Task requirements >> Reproduce all of the data below, substituting "occurrence" for every occurrence of the word "instance" and leaving everything else unchanged.

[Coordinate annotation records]
##############################

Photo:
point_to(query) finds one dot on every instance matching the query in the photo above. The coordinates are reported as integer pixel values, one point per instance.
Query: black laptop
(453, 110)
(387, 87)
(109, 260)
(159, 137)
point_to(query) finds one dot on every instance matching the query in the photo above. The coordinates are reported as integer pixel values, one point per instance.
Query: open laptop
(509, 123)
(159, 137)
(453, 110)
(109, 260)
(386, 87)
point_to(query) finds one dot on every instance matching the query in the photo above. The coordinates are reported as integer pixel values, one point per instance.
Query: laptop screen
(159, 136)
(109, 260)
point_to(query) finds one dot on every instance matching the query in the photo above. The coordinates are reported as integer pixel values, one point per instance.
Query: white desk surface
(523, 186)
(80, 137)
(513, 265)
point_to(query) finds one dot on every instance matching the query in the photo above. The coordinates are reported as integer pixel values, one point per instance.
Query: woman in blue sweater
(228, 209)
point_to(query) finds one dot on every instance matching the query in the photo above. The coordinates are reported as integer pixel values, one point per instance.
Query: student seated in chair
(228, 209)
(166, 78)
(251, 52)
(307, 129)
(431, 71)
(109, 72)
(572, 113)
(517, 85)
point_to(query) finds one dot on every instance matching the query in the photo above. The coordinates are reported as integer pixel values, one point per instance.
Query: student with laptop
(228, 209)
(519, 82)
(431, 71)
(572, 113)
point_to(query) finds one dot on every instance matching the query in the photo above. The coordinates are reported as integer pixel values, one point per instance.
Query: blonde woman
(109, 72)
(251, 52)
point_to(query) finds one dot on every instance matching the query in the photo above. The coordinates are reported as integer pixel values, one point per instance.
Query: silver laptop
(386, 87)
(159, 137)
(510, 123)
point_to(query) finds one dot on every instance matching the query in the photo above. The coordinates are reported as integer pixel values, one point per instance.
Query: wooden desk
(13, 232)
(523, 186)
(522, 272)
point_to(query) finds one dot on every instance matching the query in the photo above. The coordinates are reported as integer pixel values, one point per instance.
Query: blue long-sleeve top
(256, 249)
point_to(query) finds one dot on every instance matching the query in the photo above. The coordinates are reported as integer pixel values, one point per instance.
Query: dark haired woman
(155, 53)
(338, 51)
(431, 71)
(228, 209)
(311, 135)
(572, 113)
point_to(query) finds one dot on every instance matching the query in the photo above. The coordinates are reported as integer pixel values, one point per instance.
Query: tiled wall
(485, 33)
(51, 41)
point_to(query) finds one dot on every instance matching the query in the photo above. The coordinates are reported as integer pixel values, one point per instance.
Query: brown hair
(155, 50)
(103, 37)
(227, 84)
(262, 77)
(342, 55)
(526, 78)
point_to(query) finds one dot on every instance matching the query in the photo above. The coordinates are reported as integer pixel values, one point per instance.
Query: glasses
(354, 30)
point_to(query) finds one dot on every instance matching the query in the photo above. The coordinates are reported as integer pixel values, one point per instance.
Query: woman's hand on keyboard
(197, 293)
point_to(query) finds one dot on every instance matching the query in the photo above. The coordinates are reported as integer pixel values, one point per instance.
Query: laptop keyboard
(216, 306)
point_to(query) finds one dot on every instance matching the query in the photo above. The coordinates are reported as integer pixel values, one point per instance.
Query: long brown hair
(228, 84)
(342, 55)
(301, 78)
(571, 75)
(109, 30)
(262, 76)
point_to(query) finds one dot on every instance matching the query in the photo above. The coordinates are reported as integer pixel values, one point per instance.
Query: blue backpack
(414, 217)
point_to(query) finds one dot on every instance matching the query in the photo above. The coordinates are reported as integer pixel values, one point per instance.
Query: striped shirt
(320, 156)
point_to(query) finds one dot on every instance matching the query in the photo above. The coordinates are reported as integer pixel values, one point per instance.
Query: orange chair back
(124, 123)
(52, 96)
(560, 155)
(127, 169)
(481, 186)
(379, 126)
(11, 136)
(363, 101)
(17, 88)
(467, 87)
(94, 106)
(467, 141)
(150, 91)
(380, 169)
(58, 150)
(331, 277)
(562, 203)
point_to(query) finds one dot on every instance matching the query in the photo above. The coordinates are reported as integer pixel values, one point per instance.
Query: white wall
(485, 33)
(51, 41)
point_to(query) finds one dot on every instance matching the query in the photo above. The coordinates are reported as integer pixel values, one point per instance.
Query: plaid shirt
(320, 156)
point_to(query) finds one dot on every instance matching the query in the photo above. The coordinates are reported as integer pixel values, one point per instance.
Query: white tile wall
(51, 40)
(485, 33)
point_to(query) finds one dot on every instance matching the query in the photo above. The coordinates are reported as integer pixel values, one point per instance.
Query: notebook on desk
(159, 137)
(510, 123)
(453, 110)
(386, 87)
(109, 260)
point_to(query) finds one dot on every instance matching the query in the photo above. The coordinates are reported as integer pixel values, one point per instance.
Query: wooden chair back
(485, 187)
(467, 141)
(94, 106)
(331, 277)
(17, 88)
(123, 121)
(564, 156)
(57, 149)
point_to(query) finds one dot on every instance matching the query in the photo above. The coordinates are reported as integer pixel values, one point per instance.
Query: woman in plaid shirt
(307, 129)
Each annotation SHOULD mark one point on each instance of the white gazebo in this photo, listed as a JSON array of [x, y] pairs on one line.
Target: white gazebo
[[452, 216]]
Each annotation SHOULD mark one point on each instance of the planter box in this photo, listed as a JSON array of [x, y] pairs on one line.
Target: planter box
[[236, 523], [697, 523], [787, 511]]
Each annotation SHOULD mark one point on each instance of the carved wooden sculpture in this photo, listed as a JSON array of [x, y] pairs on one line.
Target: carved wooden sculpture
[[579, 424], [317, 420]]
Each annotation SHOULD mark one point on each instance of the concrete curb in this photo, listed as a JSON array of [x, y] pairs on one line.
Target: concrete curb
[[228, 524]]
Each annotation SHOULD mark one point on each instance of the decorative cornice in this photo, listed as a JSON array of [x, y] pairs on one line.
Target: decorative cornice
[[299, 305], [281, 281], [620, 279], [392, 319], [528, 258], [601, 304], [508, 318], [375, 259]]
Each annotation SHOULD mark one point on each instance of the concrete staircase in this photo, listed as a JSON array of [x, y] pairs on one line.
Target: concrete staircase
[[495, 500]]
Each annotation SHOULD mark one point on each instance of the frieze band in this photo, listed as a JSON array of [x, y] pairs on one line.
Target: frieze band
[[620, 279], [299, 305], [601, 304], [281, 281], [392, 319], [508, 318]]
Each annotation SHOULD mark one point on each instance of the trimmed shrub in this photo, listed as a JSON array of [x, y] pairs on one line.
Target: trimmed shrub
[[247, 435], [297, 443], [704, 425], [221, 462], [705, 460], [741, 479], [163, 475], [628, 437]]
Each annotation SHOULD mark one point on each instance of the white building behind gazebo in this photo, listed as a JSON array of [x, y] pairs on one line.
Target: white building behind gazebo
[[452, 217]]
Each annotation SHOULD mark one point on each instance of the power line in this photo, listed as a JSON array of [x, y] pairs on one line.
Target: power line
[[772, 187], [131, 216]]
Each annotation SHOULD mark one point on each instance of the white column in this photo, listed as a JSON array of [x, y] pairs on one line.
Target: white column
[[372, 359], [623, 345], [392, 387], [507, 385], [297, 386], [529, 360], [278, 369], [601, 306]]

##############################

Solution to this task >>
Photo:
point_to(query) finds one dot on every occurrence matching the query in the photo above. The coordinates are reported as integer pixel values, one point per occurrence.
Query: black laptop
(453, 110)
(387, 87)
(109, 260)
(159, 137)
point_to(query) finds one dot on every occurrence matching the query in the photo above. The coordinates are reported as integer pixel values, one point per occurrence.
Query: open laptop
(509, 123)
(159, 137)
(453, 110)
(109, 260)
(386, 87)
point_to(query) finds one dot on every occurrence matching the query in the photo above. The coordinates are reported as integer pixel values, one point per occurrence.
Query: laptop screen
(159, 136)
(109, 260)
point_to(query) finds one dot on every occurrence matching the query in the photo above. The coordinates are reported as integer pixel values, one point per occurrence.
Query: white desk surface
(523, 186)
(80, 137)
(513, 265)
point_to(query) finds one dot on every occurrence matching the query in the photo above. The coordinates are reported as integer pixel values, one point per occurrence.
Query: woman in blue sweater
(228, 209)
point_to(query) finds one dot on every occurrence matching the query in the photo above. The coordinates are reported as integer pixel values, one point per occurrence.
Query: student seated in chair
(228, 209)
(166, 78)
(251, 52)
(307, 129)
(431, 71)
(109, 72)
(572, 113)
(517, 85)
point_to(query) finds one dot on every occurrence matching the query in the photo above. The coordinates are reported as integer pixel values, one point per occurrence.
Query: student with laptop
(228, 209)
(519, 82)
(431, 71)
(572, 113)
point_to(query) finds one dot on every occurrence matching the query in the photo above. The coordinates are reported as integer pixel values, one point per occurrence.
Query: blonde woman
(109, 72)
(251, 52)
point_to(query) finds one dot on every occurrence matching the query in the photo above. The coordinates are reported as integer pixel values, one point per occurrence.
Query: silver laptop
(386, 87)
(159, 137)
(510, 123)
point_to(query) finds one dot on every occurrence matching the query in the photo above. The coordinates are reported as integer pixel values, one point per occurrence.
Query: wooden desk
(13, 232)
(523, 186)
(522, 272)
point_to(query) finds one dot on every occurrence matching the query in the photo above. The coordinates are reported as integer pixel values, one point per occurrence.
Query: blue long-sleeve top
(256, 249)
point_to(query) finds one dot on every occurrence matching the query in the photo above. The coordinates are reported as integer pixel values, one point per occurrence.
Query: dark haired woman
(155, 53)
(338, 51)
(431, 71)
(228, 209)
(311, 135)
(572, 113)
point_to(query) finds one dot on every occurrence matching the query in the photo above. The coordinates are reported as integer pixel values, one point per occurrence.
Query: tiled wall
(485, 33)
(51, 41)
point_to(query) finds one dot on every occurrence matching the query in the photo above. The coordinates are reported as integer pixel values, one point per occurrence.
Query: brown hair
(155, 50)
(103, 37)
(227, 84)
(262, 77)
(342, 55)
(526, 78)
point_to(query) finds one dot on every occurrence matching the query in the photo above. The coordinates are reported as integer pixel values, one point per occurrence.
Query: glasses
(354, 30)
point_to(query) finds one dot on every occurrence matching the query in the photo above. The coordinates are reported as integer pixel values, one point per occurrence.
Query: woman's hand on keyboard
(197, 293)
point_to(query) finds one dot on every occurrence matching the query in the photo above. The coordinates are reported as integer pixel values, one point per occurrence.
Query: laptop keyboard
(216, 306)
point_to(query) finds one dot on every occurrence matching the query in the photo above. The coordinates are reported as integer pixel values, one point per occurrence.
Query: long brown hair
(228, 84)
(342, 55)
(301, 78)
(571, 75)
(109, 30)
(262, 76)
point_to(query) finds one dot on every occurrence matching the query in the photo above. The coordinates are reported as integer pixel values, one point per occurrence.
Query: blue backpack
(414, 217)
point_to(query) finds one dot on every occurrence matching the query in the photo above. The coordinates are reported as integer pixel values, one point per occurrence.
Query: striped shirt
(320, 156)
point_to(query) finds one dot on every occurrence matching the query in the photo above. The coordinates are reported as integer pixel values, one point per occurrence.
Query: orange chair back
(124, 123)
(52, 96)
(560, 155)
(127, 169)
(481, 186)
(379, 126)
(11, 136)
(363, 101)
(17, 88)
(467, 87)
(94, 106)
(467, 141)
(150, 91)
(380, 169)
(58, 150)
(331, 277)
(562, 203)
point_to(query) finds one dot on every occurrence matching the query in the photo above. The coordinates are reported as integer pixel values, one point per occurrence.
Query: white wall
(485, 33)
(51, 41)
point_to(query) finds one dot on every occurrence matching the query in the photo above. The coordinates are reported as integer pixel values, one point per occurrence.
Query: plaid shirt
(320, 156)
point_to(query) finds one dot on every occurrence matching the query in the photo above. The coordinates are reported as integer pixel values, one point per occurrence.
Query: white tile wall
(51, 40)
(485, 33)
point_to(query) finds one dot on every occurrence matching the query in the photo above. The coordinates are reported as integer pixel values, one point per occurrence.
Query: notebook on desk
(159, 137)
(510, 123)
(453, 110)
(386, 87)
(109, 260)
point_to(query) finds one dot on every occurrence matching the query in the photo above. The coordinates are reported as integer pixel values, one point per occurrence.
Query: wooden chair back
(485, 187)
(467, 141)
(94, 106)
(331, 277)
(17, 88)
(123, 121)
(564, 156)
(57, 149)
point_to(query) finds one dot on every occurrence matching the query in the photo above. The coordinates are reported as integer pixel values, one point per occurrence.
Query: woman in plaid shirt
(307, 129)
Each annotation SHOULD mark one point on each occurrence of the white gazebo in this photo, listed as a JSON array of [x, y] pairs on one line.
Target: white gazebo
[[452, 216]]
Each annotation SHOULD mark one point on each occurrence of the planter box in this photo, listed as a JSON array of [x, y] pairs on one line.
Target: planter box
[[236, 523], [697, 523], [787, 511]]
Each annotation SHOULD mark one point on each occurrence of the carved wooden sculpture in this photo, listed as a JSON array of [x, y] pairs on one line.
Target: carved wooden sculpture
[[579, 424], [317, 420]]
Each annotation SHOULD mark one point on each occurrence of the concrete curb in this photo, listed as a JSON array of [x, y] pairs on one line.
Target: concrete curb
[[228, 524]]
Each annotation SHOULD mark one point on each occurrence of the decorative cornice in this photo, listed as a JSON array of [x, y] pairs on one line.
Target: decorative cornice
[[299, 305], [281, 281], [620, 279], [392, 319], [528, 258], [601, 304], [508, 318], [375, 259]]
Each annotation SHOULD mark one point on each occurrence of the concrete staircase in this photo, listed as a JSON array of [x, y] pairs on one line.
Target: concrete staircase
[[495, 500]]
Each annotation SHOULD mark one point on each occurrence of the frieze band in this photo, listed as a JSON array of [x, y] pairs on one line.
Target: frieze band
[[620, 279], [299, 305], [601, 304], [281, 281], [392, 319], [508, 318]]
Each annotation SHOULD mark one point on each occurrence of the trimmed shrub in this photo, listed as a JSON array of [x, y] pairs on one line.
Target: trimmed shrub
[[247, 435], [297, 443], [704, 425], [221, 462], [705, 460], [741, 479], [163, 475], [628, 437]]
Each annotation SHOULD mark one point on each occurrence of the white building behind gazebo in this photo, listed as a JSON array of [x, y] pairs on one line.
Target: white building behind gazebo
[[452, 217]]
Each annotation SHOULD mark one point on each occurrence of the power line in this photo, listed as a JSON array of [x, y] pairs on one line.
Target: power line
[[772, 187], [131, 216]]
Each annotation SHOULD mark one point on each occurrence of the white column in this photo, listed as a JSON array of [x, y] pairs on one line.
Target: white column
[[372, 359], [623, 345], [392, 387], [507, 385], [297, 386], [529, 360], [278, 369], [601, 306]]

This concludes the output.